**ARTÍCULO:**
+++
Es verdad
que la fantasía no tiene límites y, muy seguramente, deben de
existir muchísimas demostraciones de ello. Pero ya en los decálogos
del buen matemático se insiste en que las demostraciones pueden
mejorarse, tanto en brevedad, como en belleza, como en originalidad.
Yo quiero proponerte aquí una nueva demostración del supuesto
teorema. Permíteme primero que, antes, te ponga en contexto. Estando
en Oaxaca, en México, mi amigo Carles, desde el DF, me dijo: no te
puedes perder el Tule, el árbol más ancho del mundo, está a
sólo 10 quilómetros de Oaxaca, puede ser una excursión de un día.
Yo estaba de turista desinformado, de aficionado a la improvisación,
pero Carles había resultado tan útil con sus consejos que no dudé
en hacerle caso. Compartí taxi con seis uajacos (sí,
íbamos seis: ocupábamos entre dos el asiento del copiloto) y cuando
vi el árbol, volví a pensar en Carles, en lo acertado de su
consejo. El Tule me
dejó boquiabierto, primero por su belleza, después por su imponente
magnitud. Uno se imaginaba aquel colosal diámetro atravesando la
tierra y sentía en sus carnes el empequeñecimiento de la humanidad
ante la naturaleza, tal vez semejante al que debieron sentir los
antiguos indígenas cuando las graves tormentas les hicieron emigrar
de las cuatro valles del Monte Alban. La lección era parsimoniosa,
de poderío y de eternidad: ya podían ir y venir las tribus, los
conquistadores, las revoluciones, la modernidad, que el ahuehuete
con el Récord Guiness seguiría ahí, impasible, silencioso,
reduciendo a ridículas las preocupaciones temporales del pobrecito
ser humano. Pero no me quiero desviar: volvamos a la demostración.
+++
(Elementos de un conjunto de datos)

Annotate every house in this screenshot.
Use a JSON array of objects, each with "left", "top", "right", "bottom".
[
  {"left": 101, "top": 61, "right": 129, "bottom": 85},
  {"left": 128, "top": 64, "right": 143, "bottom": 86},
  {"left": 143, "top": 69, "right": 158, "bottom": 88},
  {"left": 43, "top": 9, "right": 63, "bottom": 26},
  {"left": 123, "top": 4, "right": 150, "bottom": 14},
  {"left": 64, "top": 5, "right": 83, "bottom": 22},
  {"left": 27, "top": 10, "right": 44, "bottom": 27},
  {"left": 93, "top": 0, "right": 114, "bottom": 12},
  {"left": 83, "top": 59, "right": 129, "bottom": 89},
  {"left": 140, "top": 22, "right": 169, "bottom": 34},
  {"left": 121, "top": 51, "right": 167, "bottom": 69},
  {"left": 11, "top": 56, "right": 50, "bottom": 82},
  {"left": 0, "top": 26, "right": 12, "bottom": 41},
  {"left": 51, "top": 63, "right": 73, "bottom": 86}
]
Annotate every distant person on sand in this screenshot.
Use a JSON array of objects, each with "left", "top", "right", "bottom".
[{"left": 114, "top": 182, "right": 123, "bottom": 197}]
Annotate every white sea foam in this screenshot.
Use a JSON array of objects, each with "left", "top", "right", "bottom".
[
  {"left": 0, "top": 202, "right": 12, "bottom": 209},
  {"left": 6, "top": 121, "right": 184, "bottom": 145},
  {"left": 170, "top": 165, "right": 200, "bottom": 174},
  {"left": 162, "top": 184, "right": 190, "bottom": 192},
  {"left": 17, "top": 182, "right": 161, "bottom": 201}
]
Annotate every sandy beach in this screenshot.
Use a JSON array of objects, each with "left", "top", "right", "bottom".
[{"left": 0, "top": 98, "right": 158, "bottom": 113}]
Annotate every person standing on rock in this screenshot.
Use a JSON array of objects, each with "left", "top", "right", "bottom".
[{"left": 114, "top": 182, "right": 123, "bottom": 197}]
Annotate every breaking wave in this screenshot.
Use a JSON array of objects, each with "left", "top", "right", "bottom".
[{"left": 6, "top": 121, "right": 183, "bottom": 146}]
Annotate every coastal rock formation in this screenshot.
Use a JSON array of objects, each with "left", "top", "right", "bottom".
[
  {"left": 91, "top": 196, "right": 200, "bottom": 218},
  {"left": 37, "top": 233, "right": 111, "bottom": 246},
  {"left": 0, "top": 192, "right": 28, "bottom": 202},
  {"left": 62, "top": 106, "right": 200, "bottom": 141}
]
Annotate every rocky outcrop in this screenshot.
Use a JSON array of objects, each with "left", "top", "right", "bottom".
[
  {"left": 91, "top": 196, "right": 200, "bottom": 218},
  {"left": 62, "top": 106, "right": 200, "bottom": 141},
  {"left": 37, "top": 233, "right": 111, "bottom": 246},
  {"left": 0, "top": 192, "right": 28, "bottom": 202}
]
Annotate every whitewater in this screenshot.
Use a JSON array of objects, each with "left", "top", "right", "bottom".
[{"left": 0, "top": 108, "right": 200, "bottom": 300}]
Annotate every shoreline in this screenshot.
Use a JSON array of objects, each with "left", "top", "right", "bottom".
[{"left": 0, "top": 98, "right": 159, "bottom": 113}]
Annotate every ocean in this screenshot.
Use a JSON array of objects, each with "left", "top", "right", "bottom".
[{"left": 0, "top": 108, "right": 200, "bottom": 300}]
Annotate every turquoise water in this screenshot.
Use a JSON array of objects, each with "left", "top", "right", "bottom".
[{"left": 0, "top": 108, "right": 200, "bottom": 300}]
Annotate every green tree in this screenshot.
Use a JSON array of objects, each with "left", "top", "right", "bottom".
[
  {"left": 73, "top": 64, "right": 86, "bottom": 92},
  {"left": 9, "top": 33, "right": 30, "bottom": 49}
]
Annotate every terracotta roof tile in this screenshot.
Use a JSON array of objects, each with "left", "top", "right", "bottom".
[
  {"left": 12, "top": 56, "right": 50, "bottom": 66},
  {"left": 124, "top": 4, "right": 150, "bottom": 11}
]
+++
**TAREAS DEL EJERCICIO:**
1 – Transcribe del texto sobre el Tule todo lo que va desde "Yo quiero proponerte" hasta "excursión de un día.".
2 – Contesta con lo que dice el texto sobre el Tule:
(a) ¿A qué distancia de Oaxaca está el árbol?
(b) ¿Desde dónde le dio Carles el consejo a quien narra?
(c) ¿Qué impresionó primero del Tule y qué después?

**RESULTADOS POR TAREA:**
1 –
Yo quiero proponerte aquí una nueva demostración del supuesto
teorema. Permíteme primero que, antes, te ponga en contexto. Estando
en Oaxaca, en México, mi amigo Carles, desde el DF, me dijo: no te
puedes perder el Tule, el árbol más ancho del mundo, está a
sólo 10 quilómetros de Oaxaca, puede ser una excursión de un día.

2 –
(a) A solo 10 quilómetros.
(b) Desde el DF.
(c) Primero su belleza y después su imponente magnitud.